Task description: Which lines in the items below contain the word "building"? List each of those lines in full, matching case exactly.

Listing:
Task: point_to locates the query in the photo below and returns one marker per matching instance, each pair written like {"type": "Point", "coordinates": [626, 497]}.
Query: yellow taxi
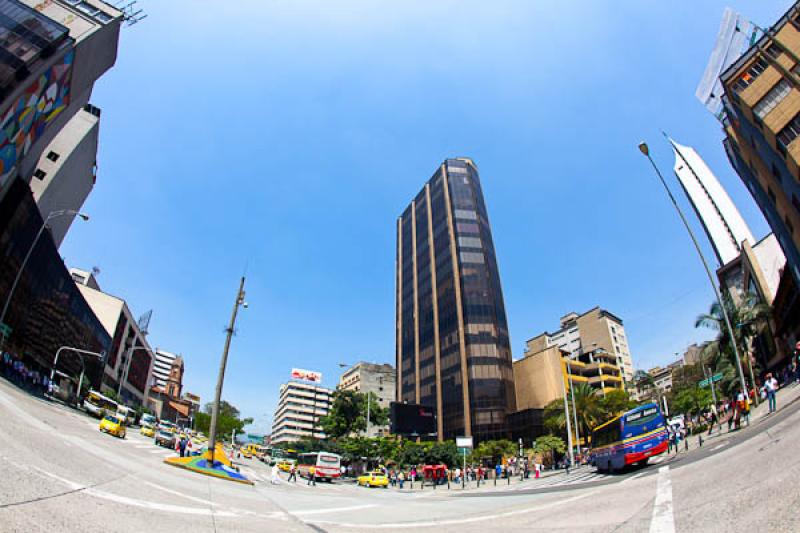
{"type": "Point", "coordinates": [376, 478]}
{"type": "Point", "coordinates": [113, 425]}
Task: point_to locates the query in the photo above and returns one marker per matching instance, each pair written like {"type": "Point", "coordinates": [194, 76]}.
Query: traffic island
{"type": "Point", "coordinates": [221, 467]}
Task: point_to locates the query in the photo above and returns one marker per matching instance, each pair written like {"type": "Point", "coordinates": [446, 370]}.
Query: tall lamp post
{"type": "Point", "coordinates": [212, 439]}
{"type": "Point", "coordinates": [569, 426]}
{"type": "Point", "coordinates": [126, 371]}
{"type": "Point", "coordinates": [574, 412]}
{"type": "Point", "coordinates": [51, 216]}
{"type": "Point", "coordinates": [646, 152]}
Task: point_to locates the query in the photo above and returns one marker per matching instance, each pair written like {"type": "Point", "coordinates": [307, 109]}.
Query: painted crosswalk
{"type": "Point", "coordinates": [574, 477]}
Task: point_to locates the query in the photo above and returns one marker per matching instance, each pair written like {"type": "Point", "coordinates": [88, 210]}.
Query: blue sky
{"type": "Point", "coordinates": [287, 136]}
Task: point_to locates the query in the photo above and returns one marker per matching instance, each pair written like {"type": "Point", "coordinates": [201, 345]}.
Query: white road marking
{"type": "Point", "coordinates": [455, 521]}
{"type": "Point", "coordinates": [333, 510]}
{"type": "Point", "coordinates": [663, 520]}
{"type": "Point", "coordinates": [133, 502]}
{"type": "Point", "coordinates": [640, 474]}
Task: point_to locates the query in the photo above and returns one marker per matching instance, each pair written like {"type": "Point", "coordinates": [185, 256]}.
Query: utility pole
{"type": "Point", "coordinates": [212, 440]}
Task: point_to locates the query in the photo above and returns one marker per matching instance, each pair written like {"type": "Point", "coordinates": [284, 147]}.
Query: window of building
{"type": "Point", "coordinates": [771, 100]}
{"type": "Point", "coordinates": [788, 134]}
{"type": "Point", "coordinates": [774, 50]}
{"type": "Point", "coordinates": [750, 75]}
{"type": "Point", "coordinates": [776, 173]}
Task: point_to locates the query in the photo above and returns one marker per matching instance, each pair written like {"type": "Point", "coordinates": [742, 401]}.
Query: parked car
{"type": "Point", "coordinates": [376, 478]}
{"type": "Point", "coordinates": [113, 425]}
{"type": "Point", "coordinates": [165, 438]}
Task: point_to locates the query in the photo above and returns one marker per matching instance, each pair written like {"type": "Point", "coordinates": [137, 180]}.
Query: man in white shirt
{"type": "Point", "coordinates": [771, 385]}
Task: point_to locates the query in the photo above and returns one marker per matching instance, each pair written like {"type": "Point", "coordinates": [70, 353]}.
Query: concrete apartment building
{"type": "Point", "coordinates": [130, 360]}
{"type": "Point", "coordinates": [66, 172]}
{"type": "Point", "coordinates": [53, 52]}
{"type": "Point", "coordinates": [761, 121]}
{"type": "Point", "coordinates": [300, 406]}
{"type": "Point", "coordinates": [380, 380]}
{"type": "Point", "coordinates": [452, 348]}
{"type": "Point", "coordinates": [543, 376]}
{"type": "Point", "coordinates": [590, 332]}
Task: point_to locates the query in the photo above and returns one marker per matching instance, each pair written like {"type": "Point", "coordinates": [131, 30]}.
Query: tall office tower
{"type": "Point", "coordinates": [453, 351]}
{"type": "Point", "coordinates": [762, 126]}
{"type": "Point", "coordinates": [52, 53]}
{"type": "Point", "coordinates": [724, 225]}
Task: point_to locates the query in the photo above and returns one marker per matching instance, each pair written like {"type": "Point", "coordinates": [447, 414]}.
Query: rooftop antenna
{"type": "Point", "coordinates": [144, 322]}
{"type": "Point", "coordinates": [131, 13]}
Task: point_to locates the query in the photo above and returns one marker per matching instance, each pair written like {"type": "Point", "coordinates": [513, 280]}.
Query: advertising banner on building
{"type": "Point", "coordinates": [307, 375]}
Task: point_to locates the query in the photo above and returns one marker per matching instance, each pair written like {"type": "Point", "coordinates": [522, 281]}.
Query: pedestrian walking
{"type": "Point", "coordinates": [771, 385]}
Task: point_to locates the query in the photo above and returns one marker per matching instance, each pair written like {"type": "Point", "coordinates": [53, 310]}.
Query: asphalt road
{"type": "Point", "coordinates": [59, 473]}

Output of the task:
Query: window of building
Query: concrete apartment building
Query: advertising banner on building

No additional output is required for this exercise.